>> start Extract

Columbus holds the second wild-card spot in the Eastern Conference with 87 points. It is just two points behind third-place Philadelphia in the Metropolitan Division and a point back of Detroit, which owns the first wild-card spot.

Websites that assign percentages to the probability of a team making the postseason say the Blue Jackets have the inside track. But coach Todd Richards isn't buying that.

"I don't listen to what the mathematicians are saying," he said. "It's always about the next game. We've got to find wins. We've got to get points. We need to focus on what we can control, and that's our next game."

To earn the franchise's second postseason trip in its 13 seasons, the Blue Jackets must survive four games in four cities over the span of 99 hours.

"We have to take care of business and work with the hand that we're dealt," defenseman Dalton Prout said. "We're going to do the best that we can and be positive with the whole situation."

There is plenty on the line for Phoenix (36-28-14) as well. The Coyotes are mired in an 0-2-2 slide and are one point behind Dallas for the West's final wild-card spot.

Phoenix has totaled four goals during the skid.

"Games are a lot tighter now," coach Dave Tippett said. "The start of the season, you see everybody is playing a little looser. Now you see every game is so important, goals are hard to come by."

The Coyotes have also gone 0-3-1 in their last four visits to Columbus, and they fell 2-0 at home to the Blue Jackets on Jan. 2.

Curtis McElhinney made 34 saves in that contest but Sergei Bobrovsky figures to get the start after notching his fifth shutout in Sunday's 4-0 victory over the New York Islanders. Bobrovsky made 39 saves the last time he saw the Coyotes in a 1-0 shootout home win March 16, 2013.

"They've kind of based their identity on just being a real working group and solid goaltending and that's what we expect to see," Tippett said.

>> end Extract
>> start Entries

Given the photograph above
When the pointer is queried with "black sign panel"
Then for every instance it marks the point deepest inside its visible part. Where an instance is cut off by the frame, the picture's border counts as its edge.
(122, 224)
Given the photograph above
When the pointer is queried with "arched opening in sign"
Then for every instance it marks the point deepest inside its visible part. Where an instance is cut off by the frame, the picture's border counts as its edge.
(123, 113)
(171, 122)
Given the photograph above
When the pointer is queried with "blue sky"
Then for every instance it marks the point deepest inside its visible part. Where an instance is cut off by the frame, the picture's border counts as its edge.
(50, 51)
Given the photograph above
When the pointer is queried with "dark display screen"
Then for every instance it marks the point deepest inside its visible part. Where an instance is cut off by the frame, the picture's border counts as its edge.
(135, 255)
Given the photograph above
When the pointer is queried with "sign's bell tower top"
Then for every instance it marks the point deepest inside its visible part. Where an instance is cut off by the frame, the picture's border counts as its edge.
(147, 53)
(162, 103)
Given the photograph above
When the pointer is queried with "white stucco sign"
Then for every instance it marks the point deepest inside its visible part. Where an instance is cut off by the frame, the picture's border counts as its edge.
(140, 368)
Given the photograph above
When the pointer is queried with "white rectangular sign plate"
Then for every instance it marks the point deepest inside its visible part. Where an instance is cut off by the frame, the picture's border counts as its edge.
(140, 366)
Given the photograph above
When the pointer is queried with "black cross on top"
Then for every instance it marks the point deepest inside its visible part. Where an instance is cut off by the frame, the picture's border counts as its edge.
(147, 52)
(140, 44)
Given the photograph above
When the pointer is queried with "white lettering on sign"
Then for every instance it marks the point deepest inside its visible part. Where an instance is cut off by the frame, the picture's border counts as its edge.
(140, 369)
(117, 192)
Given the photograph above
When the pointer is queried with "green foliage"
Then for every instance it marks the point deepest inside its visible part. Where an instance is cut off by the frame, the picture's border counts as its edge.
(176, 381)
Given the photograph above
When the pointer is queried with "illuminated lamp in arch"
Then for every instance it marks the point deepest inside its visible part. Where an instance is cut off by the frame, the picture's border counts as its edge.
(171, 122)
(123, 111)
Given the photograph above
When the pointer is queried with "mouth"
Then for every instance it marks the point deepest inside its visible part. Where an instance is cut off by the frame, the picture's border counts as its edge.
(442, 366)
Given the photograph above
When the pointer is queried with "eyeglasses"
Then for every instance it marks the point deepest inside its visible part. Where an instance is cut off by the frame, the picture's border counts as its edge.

>> end Entries

● Exercise prompt
Quote everything in the hockey game preview from "The Coyotes have" down to "March 16, 2013.", word for word.

● Result of the task
The Coyotes have also gone 0-3-1 in their last four visits to Columbus, and they fell 2-0 at home to the Blue Jackets on Jan. 2.

Curtis McElhinney made 34 saves in that contest but Sergei Bobrovsky figures to get the start after notching his fifth shutout in Sunday's 4-0 victory over the New York Islanders. Bobrovsky made 39 saves the last time he saw the Coyotes in a 1-0 shootout home win March 16, 2013.